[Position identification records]
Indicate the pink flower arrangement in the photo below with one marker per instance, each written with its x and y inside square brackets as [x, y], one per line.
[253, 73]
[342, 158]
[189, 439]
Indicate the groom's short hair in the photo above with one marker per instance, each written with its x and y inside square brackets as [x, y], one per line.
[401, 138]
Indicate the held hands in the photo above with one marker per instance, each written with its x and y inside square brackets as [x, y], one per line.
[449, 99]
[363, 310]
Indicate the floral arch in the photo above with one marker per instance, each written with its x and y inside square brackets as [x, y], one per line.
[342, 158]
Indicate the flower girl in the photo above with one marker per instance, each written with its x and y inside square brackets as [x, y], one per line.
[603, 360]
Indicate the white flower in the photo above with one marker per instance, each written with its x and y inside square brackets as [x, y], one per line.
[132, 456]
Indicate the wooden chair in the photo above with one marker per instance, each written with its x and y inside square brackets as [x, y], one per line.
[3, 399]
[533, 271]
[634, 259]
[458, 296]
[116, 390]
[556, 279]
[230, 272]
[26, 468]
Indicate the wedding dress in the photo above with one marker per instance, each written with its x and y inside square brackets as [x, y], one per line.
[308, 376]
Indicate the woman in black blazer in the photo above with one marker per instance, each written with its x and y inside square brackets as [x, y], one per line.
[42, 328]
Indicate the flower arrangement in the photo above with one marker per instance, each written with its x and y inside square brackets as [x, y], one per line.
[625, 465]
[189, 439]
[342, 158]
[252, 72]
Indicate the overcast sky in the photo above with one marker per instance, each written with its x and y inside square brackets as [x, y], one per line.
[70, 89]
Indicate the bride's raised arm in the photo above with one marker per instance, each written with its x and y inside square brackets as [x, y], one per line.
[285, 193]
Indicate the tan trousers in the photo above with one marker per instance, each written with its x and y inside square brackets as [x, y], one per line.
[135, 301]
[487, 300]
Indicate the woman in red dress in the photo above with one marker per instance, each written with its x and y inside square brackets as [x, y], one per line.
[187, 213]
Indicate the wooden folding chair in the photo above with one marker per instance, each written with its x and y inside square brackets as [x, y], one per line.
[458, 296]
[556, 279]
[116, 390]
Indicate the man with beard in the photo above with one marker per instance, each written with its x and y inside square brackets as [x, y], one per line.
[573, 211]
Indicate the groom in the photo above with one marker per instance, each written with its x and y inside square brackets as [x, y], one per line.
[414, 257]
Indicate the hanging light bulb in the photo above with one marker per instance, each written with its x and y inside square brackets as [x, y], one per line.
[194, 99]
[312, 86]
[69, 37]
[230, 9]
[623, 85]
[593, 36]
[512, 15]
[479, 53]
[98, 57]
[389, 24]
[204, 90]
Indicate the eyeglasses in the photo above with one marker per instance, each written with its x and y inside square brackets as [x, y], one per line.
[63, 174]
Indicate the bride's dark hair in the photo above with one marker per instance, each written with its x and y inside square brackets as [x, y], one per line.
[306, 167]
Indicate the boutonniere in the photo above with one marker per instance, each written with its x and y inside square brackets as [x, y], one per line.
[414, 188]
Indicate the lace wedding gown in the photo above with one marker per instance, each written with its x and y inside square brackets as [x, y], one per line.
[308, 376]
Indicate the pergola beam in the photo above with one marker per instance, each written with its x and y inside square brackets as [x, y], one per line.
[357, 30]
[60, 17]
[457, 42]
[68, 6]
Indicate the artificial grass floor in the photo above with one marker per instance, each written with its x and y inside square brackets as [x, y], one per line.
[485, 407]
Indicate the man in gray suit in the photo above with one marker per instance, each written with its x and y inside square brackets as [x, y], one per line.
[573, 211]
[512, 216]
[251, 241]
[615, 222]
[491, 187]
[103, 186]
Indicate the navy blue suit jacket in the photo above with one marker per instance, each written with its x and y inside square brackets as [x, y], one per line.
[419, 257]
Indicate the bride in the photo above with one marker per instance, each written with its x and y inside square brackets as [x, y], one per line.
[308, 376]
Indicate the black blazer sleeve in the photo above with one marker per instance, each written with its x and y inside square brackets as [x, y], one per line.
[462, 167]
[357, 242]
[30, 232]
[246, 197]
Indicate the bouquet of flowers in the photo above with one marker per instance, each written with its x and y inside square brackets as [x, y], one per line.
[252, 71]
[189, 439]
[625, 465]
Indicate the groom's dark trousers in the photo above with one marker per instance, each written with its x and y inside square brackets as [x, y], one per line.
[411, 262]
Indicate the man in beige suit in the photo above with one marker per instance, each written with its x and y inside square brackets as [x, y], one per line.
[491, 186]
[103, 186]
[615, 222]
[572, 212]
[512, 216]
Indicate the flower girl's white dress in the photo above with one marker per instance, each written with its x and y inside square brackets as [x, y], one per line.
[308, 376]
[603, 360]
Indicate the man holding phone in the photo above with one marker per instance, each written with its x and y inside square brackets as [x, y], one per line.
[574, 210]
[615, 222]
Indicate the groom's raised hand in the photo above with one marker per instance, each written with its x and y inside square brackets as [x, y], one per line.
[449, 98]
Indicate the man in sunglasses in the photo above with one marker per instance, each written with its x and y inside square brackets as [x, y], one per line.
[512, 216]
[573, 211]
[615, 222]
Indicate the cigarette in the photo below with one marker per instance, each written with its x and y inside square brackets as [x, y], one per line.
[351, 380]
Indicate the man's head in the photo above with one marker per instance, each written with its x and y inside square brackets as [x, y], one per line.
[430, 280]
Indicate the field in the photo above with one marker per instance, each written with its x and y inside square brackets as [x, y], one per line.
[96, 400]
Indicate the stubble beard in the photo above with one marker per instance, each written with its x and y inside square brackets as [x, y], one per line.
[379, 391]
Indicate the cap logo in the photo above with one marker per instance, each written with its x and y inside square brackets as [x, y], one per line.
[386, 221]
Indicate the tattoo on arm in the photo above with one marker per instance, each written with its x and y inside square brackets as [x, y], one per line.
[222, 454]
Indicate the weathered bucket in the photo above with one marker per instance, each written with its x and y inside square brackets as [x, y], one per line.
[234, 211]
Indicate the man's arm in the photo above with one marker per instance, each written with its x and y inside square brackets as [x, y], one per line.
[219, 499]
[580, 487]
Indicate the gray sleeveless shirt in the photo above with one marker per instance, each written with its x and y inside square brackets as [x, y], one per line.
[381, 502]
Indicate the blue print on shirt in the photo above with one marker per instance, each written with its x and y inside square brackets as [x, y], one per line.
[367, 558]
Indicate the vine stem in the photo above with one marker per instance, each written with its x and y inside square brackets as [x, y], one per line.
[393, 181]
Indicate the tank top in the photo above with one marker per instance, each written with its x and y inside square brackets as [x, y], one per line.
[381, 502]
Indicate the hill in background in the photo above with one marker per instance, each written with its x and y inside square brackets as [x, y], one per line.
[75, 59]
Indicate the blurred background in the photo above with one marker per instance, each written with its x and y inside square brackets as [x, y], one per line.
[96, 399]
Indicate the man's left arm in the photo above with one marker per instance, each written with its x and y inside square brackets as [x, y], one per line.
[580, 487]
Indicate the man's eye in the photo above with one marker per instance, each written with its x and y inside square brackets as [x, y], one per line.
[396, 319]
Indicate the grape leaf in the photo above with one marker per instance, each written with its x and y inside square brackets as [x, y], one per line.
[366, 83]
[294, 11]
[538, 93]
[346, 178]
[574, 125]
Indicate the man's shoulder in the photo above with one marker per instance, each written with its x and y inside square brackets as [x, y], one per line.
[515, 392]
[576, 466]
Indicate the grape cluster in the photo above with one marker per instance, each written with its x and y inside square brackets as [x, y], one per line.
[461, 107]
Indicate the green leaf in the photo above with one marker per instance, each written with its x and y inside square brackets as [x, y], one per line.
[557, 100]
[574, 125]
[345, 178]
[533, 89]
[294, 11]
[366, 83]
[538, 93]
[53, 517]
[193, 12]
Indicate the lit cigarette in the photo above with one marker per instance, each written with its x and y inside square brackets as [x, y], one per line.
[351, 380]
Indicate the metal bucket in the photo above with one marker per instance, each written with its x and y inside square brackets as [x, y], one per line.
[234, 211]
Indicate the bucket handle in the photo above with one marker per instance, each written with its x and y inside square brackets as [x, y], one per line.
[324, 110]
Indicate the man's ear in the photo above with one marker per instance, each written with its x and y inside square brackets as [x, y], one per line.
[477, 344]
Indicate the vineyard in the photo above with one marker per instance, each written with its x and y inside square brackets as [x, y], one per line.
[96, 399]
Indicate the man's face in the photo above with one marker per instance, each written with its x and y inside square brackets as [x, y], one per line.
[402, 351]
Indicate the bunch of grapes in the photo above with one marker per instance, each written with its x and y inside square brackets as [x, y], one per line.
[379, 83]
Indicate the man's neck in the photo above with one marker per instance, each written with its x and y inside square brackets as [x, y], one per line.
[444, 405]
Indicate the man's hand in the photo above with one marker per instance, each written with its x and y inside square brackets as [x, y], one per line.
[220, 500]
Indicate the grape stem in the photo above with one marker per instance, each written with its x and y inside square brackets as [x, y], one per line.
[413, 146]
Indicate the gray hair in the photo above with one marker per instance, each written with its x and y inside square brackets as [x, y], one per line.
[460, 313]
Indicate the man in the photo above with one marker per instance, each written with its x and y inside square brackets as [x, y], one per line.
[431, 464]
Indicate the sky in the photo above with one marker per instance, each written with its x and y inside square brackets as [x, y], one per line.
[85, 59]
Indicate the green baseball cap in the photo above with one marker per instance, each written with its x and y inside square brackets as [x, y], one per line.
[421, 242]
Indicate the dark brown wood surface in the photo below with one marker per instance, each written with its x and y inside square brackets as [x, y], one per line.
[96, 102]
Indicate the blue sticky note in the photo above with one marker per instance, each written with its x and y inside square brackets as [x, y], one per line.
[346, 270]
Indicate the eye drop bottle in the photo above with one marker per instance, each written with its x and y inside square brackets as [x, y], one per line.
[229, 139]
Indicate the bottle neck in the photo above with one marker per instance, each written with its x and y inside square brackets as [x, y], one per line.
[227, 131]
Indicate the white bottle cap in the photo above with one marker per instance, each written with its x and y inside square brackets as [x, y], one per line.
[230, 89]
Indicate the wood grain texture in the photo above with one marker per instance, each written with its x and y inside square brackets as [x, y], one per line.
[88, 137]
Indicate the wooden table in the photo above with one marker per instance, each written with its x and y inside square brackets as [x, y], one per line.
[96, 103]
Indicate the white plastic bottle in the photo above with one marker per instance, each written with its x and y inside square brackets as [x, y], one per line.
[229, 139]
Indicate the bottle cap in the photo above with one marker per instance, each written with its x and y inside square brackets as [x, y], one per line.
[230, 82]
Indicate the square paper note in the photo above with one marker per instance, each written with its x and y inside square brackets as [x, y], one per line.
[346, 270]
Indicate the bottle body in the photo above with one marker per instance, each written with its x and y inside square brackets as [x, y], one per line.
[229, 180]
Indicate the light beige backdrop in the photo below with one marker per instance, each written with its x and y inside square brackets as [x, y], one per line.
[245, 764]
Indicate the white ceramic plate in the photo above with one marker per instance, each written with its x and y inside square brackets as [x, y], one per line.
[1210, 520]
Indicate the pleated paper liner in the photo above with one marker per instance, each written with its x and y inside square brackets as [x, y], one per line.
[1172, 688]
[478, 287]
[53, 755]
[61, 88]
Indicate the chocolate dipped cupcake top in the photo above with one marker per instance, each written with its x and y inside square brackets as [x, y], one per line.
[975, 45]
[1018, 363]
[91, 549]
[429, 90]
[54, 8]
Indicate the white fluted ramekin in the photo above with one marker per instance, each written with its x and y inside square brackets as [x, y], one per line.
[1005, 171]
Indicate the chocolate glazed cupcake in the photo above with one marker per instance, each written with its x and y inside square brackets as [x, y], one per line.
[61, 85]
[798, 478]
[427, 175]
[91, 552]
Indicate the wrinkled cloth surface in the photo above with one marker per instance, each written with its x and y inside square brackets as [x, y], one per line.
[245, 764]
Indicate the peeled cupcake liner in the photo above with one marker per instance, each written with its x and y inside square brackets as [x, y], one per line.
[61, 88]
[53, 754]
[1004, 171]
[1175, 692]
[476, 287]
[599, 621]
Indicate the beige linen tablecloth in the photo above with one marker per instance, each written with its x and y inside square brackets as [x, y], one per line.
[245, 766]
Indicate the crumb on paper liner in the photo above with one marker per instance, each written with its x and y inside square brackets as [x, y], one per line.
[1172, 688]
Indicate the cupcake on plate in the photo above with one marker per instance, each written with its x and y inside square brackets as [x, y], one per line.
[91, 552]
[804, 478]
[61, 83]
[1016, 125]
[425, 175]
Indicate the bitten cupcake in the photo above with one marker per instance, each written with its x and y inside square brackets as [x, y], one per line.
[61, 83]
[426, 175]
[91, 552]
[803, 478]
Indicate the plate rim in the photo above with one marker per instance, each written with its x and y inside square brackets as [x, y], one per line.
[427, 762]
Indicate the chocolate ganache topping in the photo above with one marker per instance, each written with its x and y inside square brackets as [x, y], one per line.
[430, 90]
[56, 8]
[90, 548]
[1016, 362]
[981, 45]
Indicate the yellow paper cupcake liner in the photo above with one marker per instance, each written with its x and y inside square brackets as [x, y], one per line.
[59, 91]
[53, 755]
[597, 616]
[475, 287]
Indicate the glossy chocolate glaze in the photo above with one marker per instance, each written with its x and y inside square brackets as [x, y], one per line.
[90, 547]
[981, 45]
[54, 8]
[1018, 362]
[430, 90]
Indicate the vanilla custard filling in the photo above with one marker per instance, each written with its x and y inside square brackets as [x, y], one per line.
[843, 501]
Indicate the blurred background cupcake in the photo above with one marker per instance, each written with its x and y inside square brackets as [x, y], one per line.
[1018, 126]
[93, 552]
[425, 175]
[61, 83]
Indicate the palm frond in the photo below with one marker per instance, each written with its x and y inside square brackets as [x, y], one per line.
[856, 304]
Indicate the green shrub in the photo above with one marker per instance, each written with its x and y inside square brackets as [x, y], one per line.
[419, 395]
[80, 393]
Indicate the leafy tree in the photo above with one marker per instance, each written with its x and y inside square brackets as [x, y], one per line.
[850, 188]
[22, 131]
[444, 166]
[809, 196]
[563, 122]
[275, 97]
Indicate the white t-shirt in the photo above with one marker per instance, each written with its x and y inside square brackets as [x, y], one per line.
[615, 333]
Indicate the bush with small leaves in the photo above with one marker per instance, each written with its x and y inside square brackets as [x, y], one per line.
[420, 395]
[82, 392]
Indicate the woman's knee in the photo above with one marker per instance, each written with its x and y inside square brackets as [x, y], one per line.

* [What is asked]
In the listing above, find the line with "Indicate the plate" and set down that line and all after it exactly, through the final line.

* [Result of the task]
Indicate the plate rim in the photo above with one marker per instance, each written with its x and y inside square brackets as [x, y], one per line.
[427, 762]
Indicate the chocolate ganache topping in the photo above with one marker per instance, each written with its x and y inside square brackets as [x, y], one per line.
[430, 90]
[56, 8]
[90, 548]
[1016, 362]
[981, 45]
Indicate the yellow paper cupcake liner in the photo above with one marker per instance, each written with its x and y inside square brackets as [x, y], one per line.
[59, 91]
[53, 755]
[597, 616]
[475, 287]
Indicate the glossy chocolate glaze in the photo above with one marker per instance, each written with its x and y inside square brackets as [x, y], one per line.
[90, 547]
[981, 45]
[54, 8]
[1018, 362]
[430, 90]
Indicate the vanilla custard filling in the photo above with one marker per instance, each written with its x and y inside square brackets as [x, y], one per line.
[843, 501]
Indicate the blurred background cupcake in the photo above with one marker per instance, each written with its x and y inside square brackets as [x, y], one per line.
[1018, 126]
[93, 552]
[425, 175]
[61, 83]
Indicate the palm frond in the photo below with one marker per instance, each written with its x and y inside square brackets as [x, y], one per line.
[856, 304]
Indicate the green shrub in the photo above with one marker per instance, each written with its x and y inside square brackets as [x, y], one per line.
[419, 395]
[80, 393]
Indicate the leafy tree in the photo above with one marker per instance, each written with its x and y inside square brackets as [x, y], one per line.
[850, 188]
[22, 131]
[444, 166]
[809, 196]
[563, 122]
[275, 97]
Indicate the white t-shirt in the photo above with one marker per instance, each written with its x and y inside square brackets as [x, y], one per line.
[615, 333]
Indicate the bush with small leaves in the photo above with one marker per instance, each written with its x and y inside square brackets as [x, y], one per line.
[420, 395]
[82, 392]
Indicate the woman's knee in the photo above with one marker per instance, each written with its x and y inside square brackets as [x, y], one per line.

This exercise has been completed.